James Bond 007 contre Dr No sort le 6 octobre 1962 en Angleterre, et les recettes promettent au producteur la saga dont il rêve. Un phénomène est né, miroir fidèle des désirs du public de ces années 1960, et de sa soif de légèreté : action, dépaysement, divertissement, Ursula Andress en bikini blanc, naissant comme Vénus hors de l’onde.

Séducteur

Y naît surtout le mâle moderne, que les hommes rêvent d’être et les femmes d’avoir : as de la réplique assassine mais peu bavard, jouant savamment du sourcil – qu’il a su élaguer –, séducteur, mais jamais vraiment rustre, bien habillé, toujours, et toujours élégant, même pendant la bagarre. Sportif, en somme, dans le sens chic du terme. Le cinéma, qui adaptait depuis les années 1930 les aventures d’Arsène Lupin « gentleman cambrioleur », vient de trouver son « gentleman espion ».

Sean Connery jouera Bond dans sept films, de 1962 à 1983. Lorsque sort On ne vit que deux fois, en 1967, il a 37 ans, et décide de renoncer au rôle, le temps pour George Lazenby d’une unique prestation. Puis Sean Connery revient à Bond en 1971 dans Les diamants sont éternels, avant de partir à nouveau, laissant la place à Roger Moore. Dans une interview de 1972, il raconte : « J’ai voulu me retirer après l’avoir joué cinq fois, et je n’ai tourné Les diamants sont éternels que parce qu’il pouvait me rapporter 1 million de dollars pour le Fonds écossais pour l’éducation. » Mais en 1983, il revient à Bond encore, pour Jamais plus jamais, un épisode non officiel de la saga.

### Exercice écrit
Recopiez fidèlement le passage du texte sur James Bond compris entre « Sean Connery jouera » et « de la saga. », ces deux segments inclus.

### Données fournies
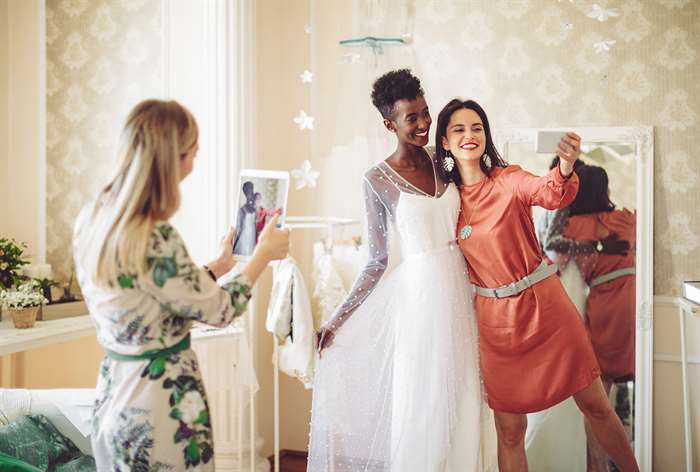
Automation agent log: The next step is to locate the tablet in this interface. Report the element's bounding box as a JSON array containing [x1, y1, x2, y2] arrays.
---
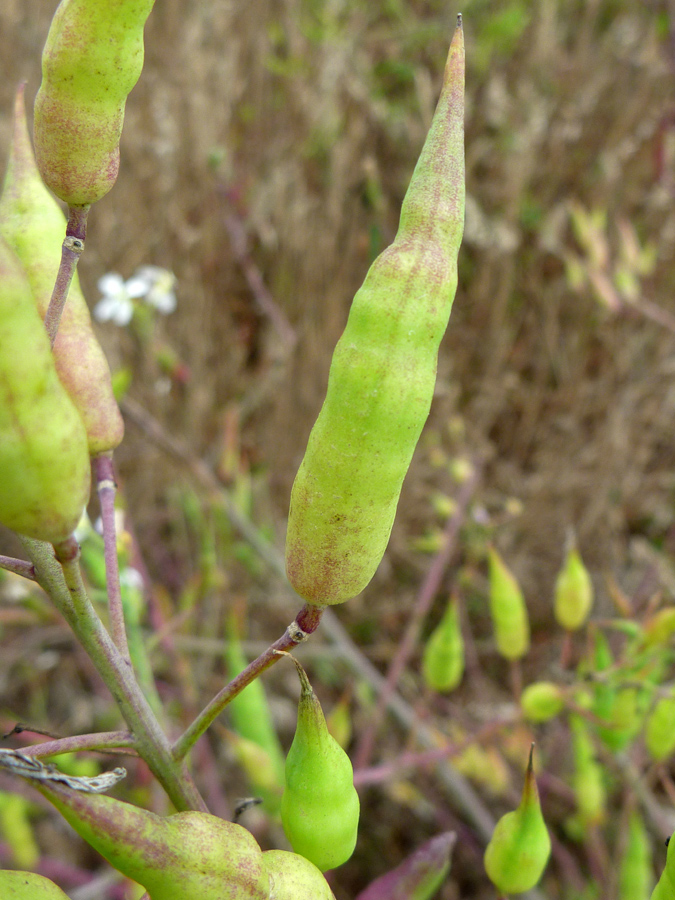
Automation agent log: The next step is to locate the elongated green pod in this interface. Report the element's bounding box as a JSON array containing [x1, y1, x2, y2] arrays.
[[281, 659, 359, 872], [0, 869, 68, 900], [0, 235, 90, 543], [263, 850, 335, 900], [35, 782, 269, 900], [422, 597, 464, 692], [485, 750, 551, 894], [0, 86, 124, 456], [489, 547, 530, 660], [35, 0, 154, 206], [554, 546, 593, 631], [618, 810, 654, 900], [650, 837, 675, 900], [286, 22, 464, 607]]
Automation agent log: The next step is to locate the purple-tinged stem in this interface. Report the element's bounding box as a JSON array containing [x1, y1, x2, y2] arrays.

### Réponse attendue
Sean Connery jouera Bond dans sept films, de 1962 à 1983. Lorsque sort On ne vit que deux fois, en 1967, il a 37 ans, et décide de renoncer au rôle, le temps pour George Lazenby d’une unique prestation. Puis Sean Connery revient à Bond en 1971 dans Les diamants sont éternels, avant de partir à nouveau, laissant la place à Roger Moore. Dans une interview de 1972, il raconte : « J’ai voulu me retirer après l’avoir joué cinq fois, et je n’ai tourné Les diamants sont éternels que parce qu’il pouvait me rapporter 1 million de dollars pour le Fonds écossais pour l’éducation. » Mais en 1983, il revient à Bond encore, pour Jamais plus jamais, un épisode non officiel de la saga.